Start of Data for the task

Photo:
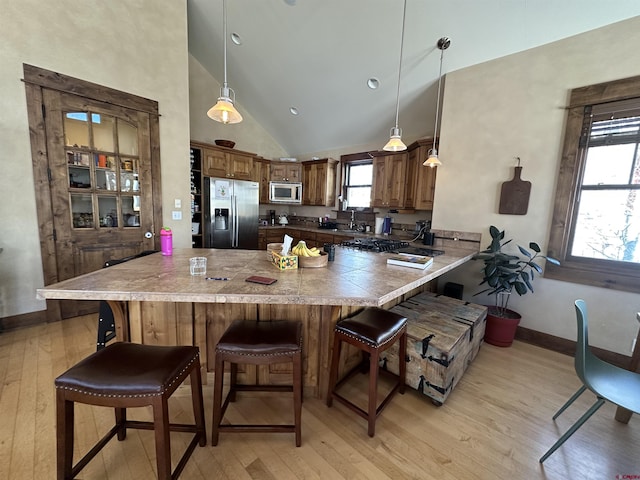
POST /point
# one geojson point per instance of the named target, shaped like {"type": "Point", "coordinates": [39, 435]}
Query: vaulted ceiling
{"type": "Point", "coordinates": [317, 56]}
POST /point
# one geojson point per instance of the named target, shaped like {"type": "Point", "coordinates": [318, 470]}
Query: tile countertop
{"type": "Point", "coordinates": [354, 278]}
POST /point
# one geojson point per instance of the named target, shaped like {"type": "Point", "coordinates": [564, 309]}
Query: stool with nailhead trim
{"type": "Point", "coordinates": [373, 331]}
{"type": "Point", "coordinates": [126, 375]}
{"type": "Point", "coordinates": [258, 343]}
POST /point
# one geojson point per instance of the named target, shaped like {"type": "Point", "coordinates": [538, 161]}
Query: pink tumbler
{"type": "Point", "coordinates": [166, 241]}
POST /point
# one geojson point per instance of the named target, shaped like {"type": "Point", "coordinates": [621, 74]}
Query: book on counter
{"type": "Point", "coordinates": [409, 260]}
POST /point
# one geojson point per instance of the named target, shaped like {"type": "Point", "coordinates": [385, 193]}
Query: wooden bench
{"type": "Point", "coordinates": [444, 336]}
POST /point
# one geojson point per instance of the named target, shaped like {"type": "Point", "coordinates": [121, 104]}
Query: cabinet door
{"type": "Point", "coordinates": [261, 175]}
{"type": "Point", "coordinates": [425, 188]}
{"type": "Point", "coordinates": [309, 184]}
{"type": "Point", "coordinates": [396, 178]}
{"type": "Point", "coordinates": [294, 172]}
{"type": "Point", "coordinates": [379, 193]}
{"type": "Point", "coordinates": [216, 163]}
{"type": "Point", "coordinates": [286, 172]}
{"type": "Point", "coordinates": [240, 166]}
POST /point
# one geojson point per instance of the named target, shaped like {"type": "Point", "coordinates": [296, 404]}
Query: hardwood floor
{"type": "Point", "coordinates": [495, 425]}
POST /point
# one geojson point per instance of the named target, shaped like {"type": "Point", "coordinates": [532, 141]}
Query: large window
{"type": "Point", "coordinates": [596, 224]}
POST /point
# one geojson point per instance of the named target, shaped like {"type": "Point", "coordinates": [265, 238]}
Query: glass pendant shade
{"type": "Point", "coordinates": [433, 160]}
{"type": "Point", "coordinates": [395, 143]}
{"type": "Point", "coordinates": [224, 111]}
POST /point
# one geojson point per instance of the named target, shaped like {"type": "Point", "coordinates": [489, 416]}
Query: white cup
{"type": "Point", "coordinates": [198, 265]}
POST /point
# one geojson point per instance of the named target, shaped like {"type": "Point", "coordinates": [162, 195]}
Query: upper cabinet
{"type": "Point", "coordinates": [261, 174]}
{"type": "Point", "coordinates": [319, 182]}
{"type": "Point", "coordinates": [401, 181]}
{"type": "Point", "coordinates": [286, 172]}
{"type": "Point", "coordinates": [389, 181]}
{"type": "Point", "coordinates": [421, 184]}
{"type": "Point", "coordinates": [227, 163]}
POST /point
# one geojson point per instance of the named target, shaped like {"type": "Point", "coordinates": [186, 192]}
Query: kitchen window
{"type": "Point", "coordinates": [357, 185]}
{"type": "Point", "coordinates": [596, 223]}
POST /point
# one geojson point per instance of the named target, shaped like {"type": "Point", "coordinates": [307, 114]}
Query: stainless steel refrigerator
{"type": "Point", "coordinates": [231, 213]}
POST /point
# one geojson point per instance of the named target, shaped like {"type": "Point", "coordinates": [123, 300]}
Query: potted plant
{"type": "Point", "coordinates": [505, 273]}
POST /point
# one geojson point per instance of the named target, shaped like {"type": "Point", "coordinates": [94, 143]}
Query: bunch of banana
{"type": "Point", "coordinates": [303, 251]}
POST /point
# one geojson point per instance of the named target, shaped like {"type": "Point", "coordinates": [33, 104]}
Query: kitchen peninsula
{"type": "Point", "coordinates": [157, 301]}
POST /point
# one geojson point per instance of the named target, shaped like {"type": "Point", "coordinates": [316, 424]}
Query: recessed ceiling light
{"type": "Point", "coordinates": [373, 83]}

End of Data for the task

== Task description ==
Do not copy the pictures, but repeat every line exactly.

== Final result ==
Photo:
POST /point
# one geojson point per instance of the named target, shaped like {"type": "Point", "coordinates": [39, 435]}
Query: vaulted ceiling
{"type": "Point", "coordinates": [317, 56]}
POST /point
# one geojson point per instance of the named target, shaped like {"type": "Point", "coordinates": [318, 470]}
Query: tile countertop
{"type": "Point", "coordinates": [354, 278]}
POST /point
# one geojson point per instance of the named target, shaped like {"type": "Point", "coordinates": [564, 309]}
Query: stool with nailhead trim
{"type": "Point", "coordinates": [373, 331]}
{"type": "Point", "coordinates": [126, 375]}
{"type": "Point", "coordinates": [258, 343]}
POST /point
# one geojson point per instance of the named target, shaped like {"type": "Point", "coordinates": [538, 161]}
Query: pink tumbler
{"type": "Point", "coordinates": [166, 241]}
POST /point
# one geojson point per instance of the named target, shaped like {"type": "Point", "coordinates": [621, 74]}
Query: book on counter
{"type": "Point", "coordinates": [409, 260]}
POST /point
# one geojson point per instance of the named target, shaped like {"type": "Point", "coordinates": [385, 193]}
Query: wooden bench
{"type": "Point", "coordinates": [444, 336]}
POST /point
# one geojson point per instance of the named target, shaped like {"type": "Point", "coordinates": [121, 104]}
Query: cabinet door
{"type": "Point", "coordinates": [261, 175]}
{"type": "Point", "coordinates": [425, 188]}
{"type": "Point", "coordinates": [309, 184]}
{"type": "Point", "coordinates": [396, 178]}
{"type": "Point", "coordinates": [294, 172]}
{"type": "Point", "coordinates": [379, 193]}
{"type": "Point", "coordinates": [216, 163]}
{"type": "Point", "coordinates": [286, 172]}
{"type": "Point", "coordinates": [240, 166]}
POST /point
# one geojson point per instance of the named target, shaped like {"type": "Point", "coordinates": [296, 404]}
Query: hardwood floor
{"type": "Point", "coordinates": [495, 425]}
POST /point
# one geojson point per instance of the named target, shaped like {"type": "Point", "coordinates": [532, 141]}
Query: large window
{"type": "Point", "coordinates": [596, 224]}
POST /point
# one geojson point per instance of the named target, shaped like {"type": "Point", "coordinates": [265, 238]}
Query: glass pendant shade
{"type": "Point", "coordinates": [433, 160]}
{"type": "Point", "coordinates": [395, 143]}
{"type": "Point", "coordinates": [224, 111]}
POST /point
# one geojson point per instance of the named target, shaped like {"type": "Point", "coordinates": [489, 416]}
Query: white cup
{"type": "Point", "coordinates": [198, 265]}
POST /point
# one geojson point per instance of the named target, shaped like {"type": "Point", "coordinates": [162, 195]}
Query: upper cabinet
{"type": "Point", "coordinates": [261, 174]}
{"type": "Point", "coordinates": [319, 182]}
{"type": "Point", "coordinates": [401, 181]}
{"type": "Point", "coordinates": [286, 172]}
{"type": "Point", "coordinates": [389, 181]}
{"type": "Point", "coordinates": [421, 184]}
{"type": "Point", "coordinates": [227, 163]}
POST /point
# one geojson point per instance of the named target, shaped like {"type": "Point", "coordinates": [186, 192]}
Query: kitchen window
{"type": "Point", "coordinates": [357, 185]}
{"type": "Point", "coordinates": [596, 223]}
POST /point
# one geojson point per instance of the named target, shaped like {"type": "Point", "coordinates": [307, 114]}
Query: stainless steel refrigerator
{"type": "Point", "coordinates": [231, 213]}
POST /point
# one geojson point per instance of the named target, shaped like {"type": "Point", "coordinates": [123, 300]}
Query: potted plant
{"type": "Point", "coordinates": [505, 273]}
POST /point
# one geojson point per instance of the named target, shaped like {"type": "Point", "coordinates": [94, 143]}
Query: bunch of banana
{"type": "Point", "coordinates": [303, 251]}
POST /point
# one geojson point per instance of the named target, shaped like {"type": "Point", "coordinates": [33, 104]}
Query: kitchen peninsula
{"type": "Point", "coordinates": [157, 301]}
POST /point
# one geojson point per instance of the named target, shaped like {"type": "Point", "coordinates": [316, 424]}
Query: recessed ceiling light
{"type": "Point", "coordinates": [373, 83]}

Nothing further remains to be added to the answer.